Coordinate annotation entries
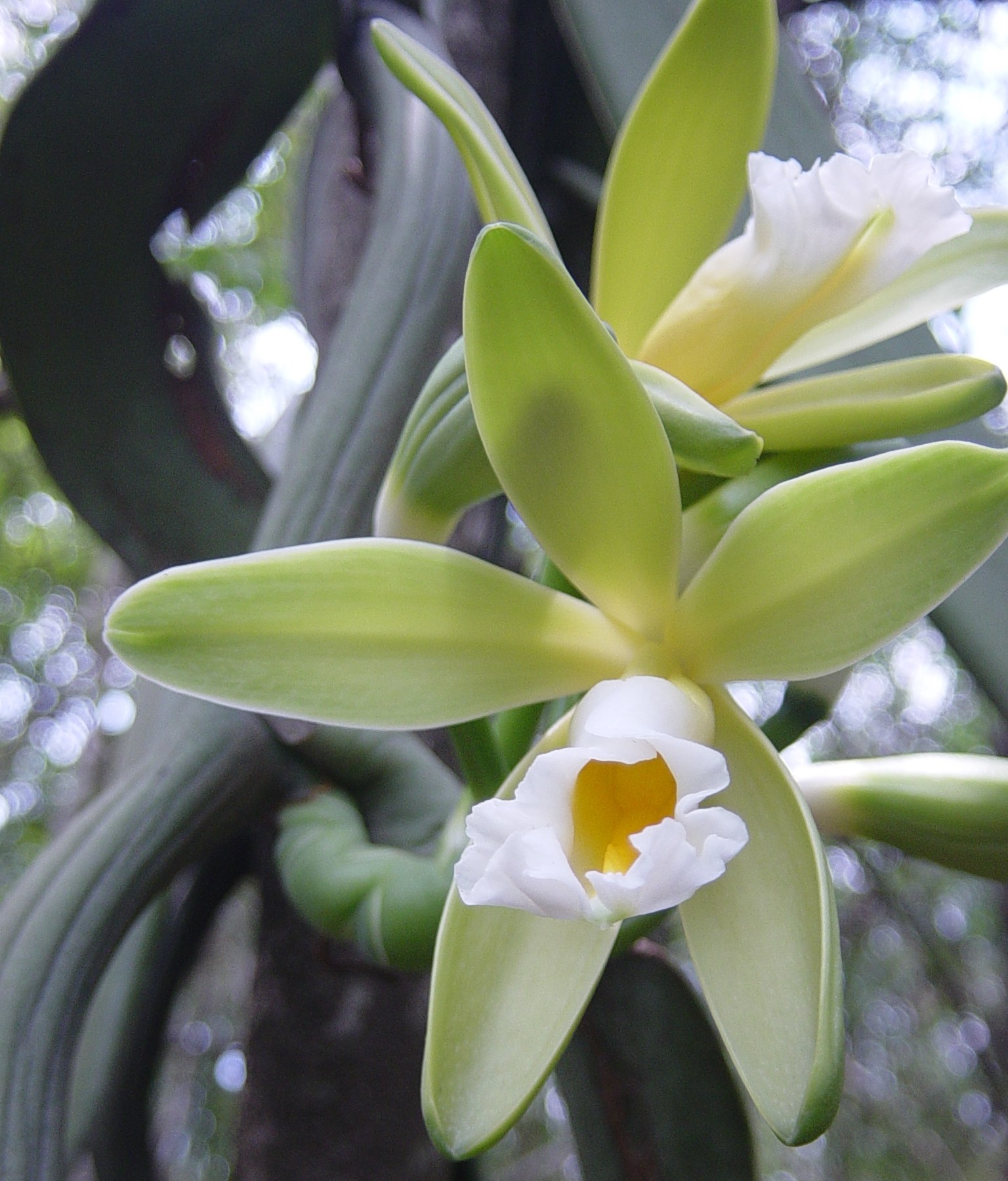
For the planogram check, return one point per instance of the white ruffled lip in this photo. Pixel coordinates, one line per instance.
(519, 852)
(818, 242)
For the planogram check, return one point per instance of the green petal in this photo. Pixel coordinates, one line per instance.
(823, 570)
(877, 402)
(677, 171)
(949, 808)
(570, 431)
(500, 187)
(702, 437)
(506, 993)
(394, 634)
(765, 943)
(944, 278)
(440, 466)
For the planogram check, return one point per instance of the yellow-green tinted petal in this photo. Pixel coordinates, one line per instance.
(877, 402)
(440, 466)
(823, 570)
(949, 808)
(944, 278)
(570, 431)
(677, 171)
(392, 634)
(702, 437)
(765, 944)
(507, 991)
(500, 187)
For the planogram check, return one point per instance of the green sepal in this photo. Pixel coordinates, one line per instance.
(948, 808)
(507, 991)
(369, 632)
(877, 402)
(571, 434)
(646, 1087)
(499, 184)
(820, 571)
(677, 171)
(440, 466)
(943, 279)
(765, 942)
(704, 438)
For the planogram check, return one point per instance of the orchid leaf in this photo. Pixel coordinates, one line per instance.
(765, 943)
(877, 402)
(570, 431)
(663, 212)
(507, 991)
(949, 808)
(499, 184)
(943, 279)
(704, 438)
(820, 571)
(382, 633)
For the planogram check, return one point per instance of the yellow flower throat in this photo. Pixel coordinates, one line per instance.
(611, 802)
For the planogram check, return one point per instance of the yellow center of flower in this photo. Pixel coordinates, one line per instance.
(611, 802)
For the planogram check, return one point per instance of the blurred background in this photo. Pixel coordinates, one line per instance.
(925, 951)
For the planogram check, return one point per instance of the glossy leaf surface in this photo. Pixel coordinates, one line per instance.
(379, 633)
(765, 942)
(677, 171)
(823, 570)
(574, 438)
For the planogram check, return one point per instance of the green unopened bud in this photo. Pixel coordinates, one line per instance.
(952, 809)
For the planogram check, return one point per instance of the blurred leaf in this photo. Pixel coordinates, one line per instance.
(823, 570)
(646, 1087)
(501, 188)
(570, 431)
(146, 455)
(765, 943)
(677, 171)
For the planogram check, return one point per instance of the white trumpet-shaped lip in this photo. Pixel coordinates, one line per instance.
(520, 850)
(817, 243)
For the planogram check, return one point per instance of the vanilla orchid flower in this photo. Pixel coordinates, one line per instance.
(818, 242)
(832, 260)
(813, 574)
(610, 826)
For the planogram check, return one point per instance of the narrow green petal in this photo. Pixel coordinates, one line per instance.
(704, 438)
(949, 808)
(570, 431)
(677, 171)
(500, 187)
(823, 570)
(947, 277)
(394, 634)
(507, 991)
(765, 943)
(440, 466)
(877, 402)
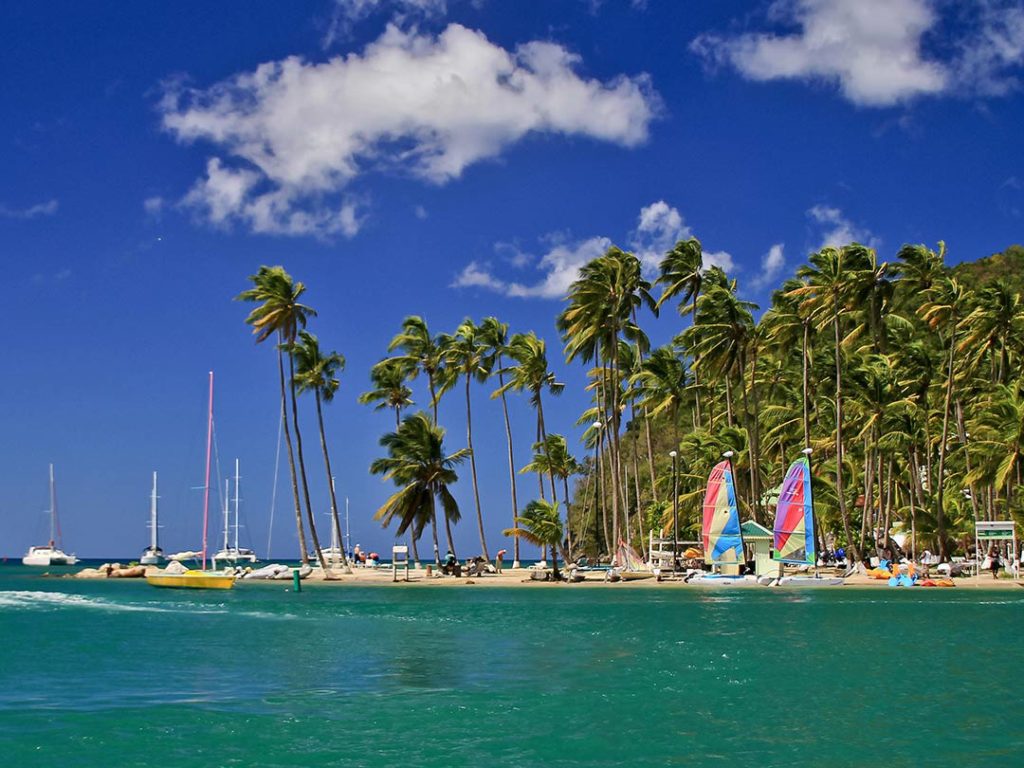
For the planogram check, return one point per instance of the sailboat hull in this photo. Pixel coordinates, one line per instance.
(46, 556)
(195, 580)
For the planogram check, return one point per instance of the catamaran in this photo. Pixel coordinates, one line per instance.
(232, 553)
(153, 555)
(195, 579)
(723, 539)
(794, 534)
(51, 554)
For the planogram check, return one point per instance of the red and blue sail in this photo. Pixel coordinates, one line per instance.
(723, 541)
(794, 540)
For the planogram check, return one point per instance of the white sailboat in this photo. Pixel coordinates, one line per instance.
(175, 577)
(51, 554)
(232, 553)
(153, 555)
(334, 554)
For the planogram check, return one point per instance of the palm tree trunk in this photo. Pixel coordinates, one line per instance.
(302, 469)
(940, 517)
(844, 512)
(806, 383)
(330, 479)
(568, 528)
(433, 509)
(512, 482)
(303, 552)
(472, 467)
(696, 378)
(650, 457)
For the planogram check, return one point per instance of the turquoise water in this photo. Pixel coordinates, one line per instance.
(119, 673)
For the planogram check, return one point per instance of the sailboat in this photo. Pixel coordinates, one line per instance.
(794, 534)
(334, 554)
(723, 539)
(153, 555)
(51, 554)
(228, 553)
(195, 579)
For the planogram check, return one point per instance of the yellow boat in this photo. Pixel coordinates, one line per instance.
(197, 580)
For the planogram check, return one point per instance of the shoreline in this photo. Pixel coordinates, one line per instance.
(520, 578)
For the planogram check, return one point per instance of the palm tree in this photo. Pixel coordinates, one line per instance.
(942, 311)
(530, 374)
(552, 457)
(601, 309)
(541, 524)
(417, 464)
(280, 313)
(316, 372)
(495, 335)
(825, 294)
(389, 390)
(466, 355)
(421, 352)
(681, 271)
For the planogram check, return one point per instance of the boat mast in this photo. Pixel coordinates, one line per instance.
(348, 535)
(236, 505)
(53, 508)
(227, 510)
(153, 516)
(206, 485)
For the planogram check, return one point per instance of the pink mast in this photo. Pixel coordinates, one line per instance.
(206, 486)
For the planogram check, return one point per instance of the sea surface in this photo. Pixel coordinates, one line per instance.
(117, 673)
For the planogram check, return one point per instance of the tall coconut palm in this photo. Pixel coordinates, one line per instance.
(281, 314)
(466, 355)
(825, 294)
(602, 305)
(942, 312)
(316, 372)
(552, 457)
(681, 273)
(389, 390)
(530, 374)
(541, 524)
(495, 334)
(421, 352)
(417, 464)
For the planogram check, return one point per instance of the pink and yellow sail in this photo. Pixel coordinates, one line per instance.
(723, 541)
(794, 536)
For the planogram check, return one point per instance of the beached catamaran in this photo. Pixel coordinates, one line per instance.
(153, 555)
(51, 554)
(198, 579)
(722, 537)
(794, 534)
(232, 553)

Written request >> Set the entries down again exactly. Do not include the images.

Exercise result >>
For the planogram check, return one point per instance of the white ruffled lip in this photo. Pixel coordinates, one line per instance.
(519, 852)
(818, 242)
For the planogram check, return one point per instance of the green petal in this photo. Pixel coordinates, one line per instance.
(823, 570)
(877, 402)
(677, 171)
(949, 808)
(570, 431)
(500, 187)
(702, 437)
(506, 993)
(394, 634)
(765, 943)
(944, 278)
(440, 466)
For the planogram check, return one point per instance of the yellow-green tinted petal in this photo. Pixel coordinates, one line per instance.
(877, 402)
(440, 466)
(823, 570)
(949, 808)
(944, 278)
(570, 431)
(677, 171)
(392, 634)
(702, 437)
(765, 944)
(507, 991)
(500, 187)
For the planogram check, return one point per instance of the green sepal in this photo. Pixel coordinates, one line per instance.
(948, 808)
(507, 991)
(369, 632)
(877, 402)
(571, 434)
(646, 1087)
(499, 184)
(820, 571)
(677, 171)
(440, 466)
(943, 279)
(765, 942)
(704, 438)
For the planogram check, return one point per instance of the orchid leaf in this photo. Pixel coordinates, one line per instance.
(765, 943)
(877, 402)
(570, 431)
(663, 212)
(507, 991)
(949, 808)
(499, 184)
(943, 279)
(704, 438)
(820, 571)
(382, 633)
For the planogram check, return one point per instance of the yellow flower throat in this photo. Pixel coordinates, one line per instance.
(611, 802)
For the planogram check, return one point per instance of the yellow center of flower in this photo. Pixel coordinates, one line per instance.
(611, 802)
For the planogram check, return one point per instance of the blurred background in this photo. Pixel coordinates, one line per instance.
(925, 951)
For the planogram check, return one point per instance of the glossy leaf surface in this photo. Pixel coordinates, one line per instance.
(379, 633)
(765, 942)
(677, 171)
(823, 570)
(574, 438)
For the planogram check, return one point per instance of the green unopened bud in this photo. Pixel coordinates, one line per instance.
(952, 809)
For the planogram check, return one point per instance of the blurred leaf in this photo. Pixel coordinates, one line per instance.
(823, 570)
(646, 1087)
(501, 188)
(570, 431)
(146, 455)
(765, 943)
(677, 171)
For the planogram check, return one point per instance of the white trumpet-shaped lip in this photo. Pixel coordinates, one line per instance.
(520, 850)
(817, 243)
For the planogram check, return one point per instance of the vanilla orchid flower in this photo. Pixel coordinates, one line per instance.
(818, 242)
(832, 260)
(813, 574)
(610, 826)
For the planogram check, return one point per instance of the narrow green petal in this photo. Pixel coordinates, one line per instance.
(704, 438)
(949, 808)
(570, 431)
(677, 171)
(500, 187)
(823, 570)
(947, 277)
(394, 634)
(507, 991)
(765, 943)
(440, 466)
(877, 402)
For the planogram check, return one point per instance of the sailboat hull in this photo. Pixel coordinates, one line per instance.
(46, 556)
(195, 580)
For the planogram check, return one point per instance of the catamaran in this photo. Pixel coordinates, one line per instance.
(232, 553)
(153, 555)
(195, 579)
(723, 539)
(794, 534)
(51, 554)
For the planogram check, return one point per instance of the red and blue sail in this photo. Pixel coordinates, one line per instance.
(723, 541)
(794, 540)
For the planogram check, return one point per instance of the white sailboat in this photo. Pixel coordinates, one line per instance.
(175, 577)
(51, 554)
(232, 553)
(153, 555)
(334, 554)
For the planogram check, return one point per instance of the palm tree trunk in this photo. Pixel coordinates, one line per instance.
(302, 469)
(940, 517)
(844, 512)
(806, 383)
(330, 479)
(568, 528)
(433, 509)
(512, 482)
(303, 552)
(472, 467)
(696, 378)
(650, 457)
For the planogram check, return one point per instance of the turquoise water in this photo. Pixel coordinates, one line per instance.
(119, 673)
For the planogram check, return one point per instance of the sailboat in this photo. Pixel coordinates, one line per instance.
(794, 534)
(334, 554)
(723, 539)
(153, 555)
(51, 554)
(228, 553)
(195, 579)
For the planogram check, return one point per instance of the yellow boat in this photo. Pixel coordinates, one line per instance.
(197, 580)
For the planogram check, return one point per instance of the shoreline in this photo. Pixel coordinates, one line per instance.
(520, 578)
For the planogram check, return one point per instance of the palm tree in this photo. Pixel coordinates, one line per instance.
(942, 311)
(530, 374)
(552, 457)
(601, 309)
(541, 524)
(417, 464)
(280, 313)
(316, 372)
(495, 335)
(825, 294)
(389, 390)
(466, 355)
(421, 352)
(681, 271)
For the planogram check, return one point per instance of the boat mast in this photo. Pixel coordinates, one line per instance.
(348, 535)
(236, 505)
(53, 508)
(227, 510)
(153, 516)
(206, 485)
For the planogram check, return one point per instance of the pink mast in this photo. Pixel coordinates, one line per instance.
(206, 486)
For the planogram check, return one point per instance of the sea surface in this photo. Pixel coordinates, one line per instance.
(117, 673)
For the planogram check, return one point per instance of the tall coconut palm in this photo. Pixel coordinates, one line per instance.
(281, 314)
(466, 355)
(825, 294)
(602, 305)
(942, 312)
(316, 372)
(552, 457)
(681, 273)
(389, 390)
(530, 374)
(541, 524)
(495, 334)
(421, 352)
(417, 464)
For the planogram check, return one point per instance of the pink and yellow sail in this photo. Pixel coordinates, one line per instance.
(723, 541)
(794, 536)
For the planogram check, return one point per instance of the beached catamaran in this photo. Pixel coordinates, one line per instance.
(153, 555)
(51, 554)
(198, 579)
(722, 537)
(794, 534)
(232, 553)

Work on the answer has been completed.